* **PROBLEM**: Pick out every line in the items below that contains the word "after", and copy each of those lines in full.

§ §

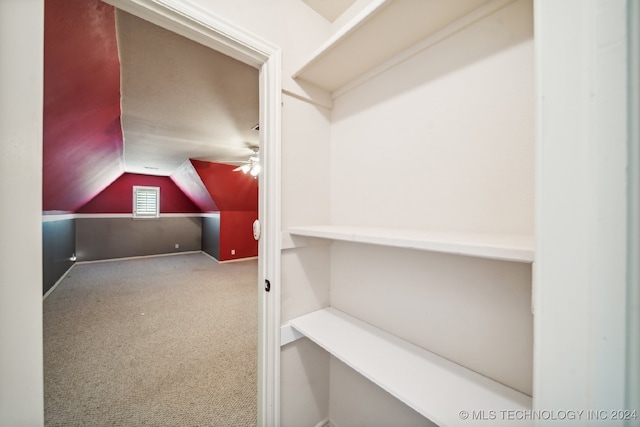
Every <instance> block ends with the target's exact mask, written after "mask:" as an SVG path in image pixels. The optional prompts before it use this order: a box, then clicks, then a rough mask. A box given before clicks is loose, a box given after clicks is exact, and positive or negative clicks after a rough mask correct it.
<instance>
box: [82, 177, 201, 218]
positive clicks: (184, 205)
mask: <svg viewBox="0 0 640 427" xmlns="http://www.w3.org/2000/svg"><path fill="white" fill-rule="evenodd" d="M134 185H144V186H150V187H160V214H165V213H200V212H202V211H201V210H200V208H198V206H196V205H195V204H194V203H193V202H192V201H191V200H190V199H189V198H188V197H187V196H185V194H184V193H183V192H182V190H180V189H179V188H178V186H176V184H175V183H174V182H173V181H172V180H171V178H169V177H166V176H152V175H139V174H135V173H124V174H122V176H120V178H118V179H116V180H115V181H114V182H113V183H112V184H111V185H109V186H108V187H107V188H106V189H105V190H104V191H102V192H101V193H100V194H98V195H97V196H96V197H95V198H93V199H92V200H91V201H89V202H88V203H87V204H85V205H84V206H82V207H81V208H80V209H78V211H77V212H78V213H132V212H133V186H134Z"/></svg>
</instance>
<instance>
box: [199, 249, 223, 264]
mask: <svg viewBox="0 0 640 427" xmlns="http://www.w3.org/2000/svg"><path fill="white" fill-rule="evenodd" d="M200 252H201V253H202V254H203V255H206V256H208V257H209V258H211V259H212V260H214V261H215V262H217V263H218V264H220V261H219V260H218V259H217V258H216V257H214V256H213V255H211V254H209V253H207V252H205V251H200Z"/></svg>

§ §

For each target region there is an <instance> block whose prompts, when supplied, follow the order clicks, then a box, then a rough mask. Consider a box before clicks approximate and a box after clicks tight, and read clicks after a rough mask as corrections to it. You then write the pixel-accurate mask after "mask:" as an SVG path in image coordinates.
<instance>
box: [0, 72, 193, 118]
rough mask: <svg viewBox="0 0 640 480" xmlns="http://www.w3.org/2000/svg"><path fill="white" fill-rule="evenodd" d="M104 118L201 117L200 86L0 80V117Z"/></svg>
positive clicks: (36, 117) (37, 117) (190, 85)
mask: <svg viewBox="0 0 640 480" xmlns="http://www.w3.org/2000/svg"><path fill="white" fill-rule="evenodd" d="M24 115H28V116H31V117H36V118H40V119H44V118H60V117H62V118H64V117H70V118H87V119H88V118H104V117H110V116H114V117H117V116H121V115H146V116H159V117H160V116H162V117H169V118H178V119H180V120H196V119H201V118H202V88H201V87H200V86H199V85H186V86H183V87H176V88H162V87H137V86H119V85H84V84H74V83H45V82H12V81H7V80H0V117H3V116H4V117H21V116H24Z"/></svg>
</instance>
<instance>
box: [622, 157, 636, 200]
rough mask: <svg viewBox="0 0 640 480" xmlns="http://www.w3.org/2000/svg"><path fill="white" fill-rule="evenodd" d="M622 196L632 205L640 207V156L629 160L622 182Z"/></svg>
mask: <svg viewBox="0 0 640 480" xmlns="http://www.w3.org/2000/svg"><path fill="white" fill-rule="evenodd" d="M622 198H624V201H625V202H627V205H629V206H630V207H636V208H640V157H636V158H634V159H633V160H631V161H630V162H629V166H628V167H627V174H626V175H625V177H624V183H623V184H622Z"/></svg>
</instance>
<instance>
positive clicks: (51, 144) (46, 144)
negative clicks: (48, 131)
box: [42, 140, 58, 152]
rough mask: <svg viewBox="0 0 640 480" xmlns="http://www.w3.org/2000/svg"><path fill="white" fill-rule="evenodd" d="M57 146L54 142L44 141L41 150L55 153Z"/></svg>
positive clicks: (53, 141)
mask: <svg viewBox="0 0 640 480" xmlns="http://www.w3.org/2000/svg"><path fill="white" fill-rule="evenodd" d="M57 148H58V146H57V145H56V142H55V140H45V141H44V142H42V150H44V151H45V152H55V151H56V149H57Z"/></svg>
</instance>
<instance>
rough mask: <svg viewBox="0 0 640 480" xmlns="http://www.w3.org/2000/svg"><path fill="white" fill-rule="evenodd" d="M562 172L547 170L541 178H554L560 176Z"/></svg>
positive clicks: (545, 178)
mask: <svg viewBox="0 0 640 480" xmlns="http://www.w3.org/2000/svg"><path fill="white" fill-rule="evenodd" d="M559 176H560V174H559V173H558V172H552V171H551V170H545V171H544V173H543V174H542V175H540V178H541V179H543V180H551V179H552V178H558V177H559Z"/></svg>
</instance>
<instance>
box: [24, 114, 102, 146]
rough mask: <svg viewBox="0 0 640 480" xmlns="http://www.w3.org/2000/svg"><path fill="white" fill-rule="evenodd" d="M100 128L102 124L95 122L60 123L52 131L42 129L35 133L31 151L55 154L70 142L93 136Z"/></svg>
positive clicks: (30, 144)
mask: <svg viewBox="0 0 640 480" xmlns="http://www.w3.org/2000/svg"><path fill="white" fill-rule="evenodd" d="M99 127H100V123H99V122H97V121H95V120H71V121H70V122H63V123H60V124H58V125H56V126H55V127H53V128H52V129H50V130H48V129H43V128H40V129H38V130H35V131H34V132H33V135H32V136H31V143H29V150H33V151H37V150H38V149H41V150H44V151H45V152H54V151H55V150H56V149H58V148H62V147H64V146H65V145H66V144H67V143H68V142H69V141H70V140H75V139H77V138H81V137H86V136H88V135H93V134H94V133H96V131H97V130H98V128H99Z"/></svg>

§ §

* **YOUR RESPONSE**:
Every <instance> block ends with the target's exact mask, written after "mask:" as an SVG path in image pixels. The optional prompts before it use this order: a box, then clicks, then a rough mask. A box given before clicks is loose, a box given after clicks is exact, and positive or negative clicks after a rough mask correct it.
For each target region there is an <instance> block whose prompts, when supplied, follow the order clicks, then a box, then a rough mask. Consider a box before clicks approximate and a box after clicks tight, and read clicks after a rough mask as corrections to it. You then write the pixel-accurate mask after "mask:" as an SVG path in image coordinates.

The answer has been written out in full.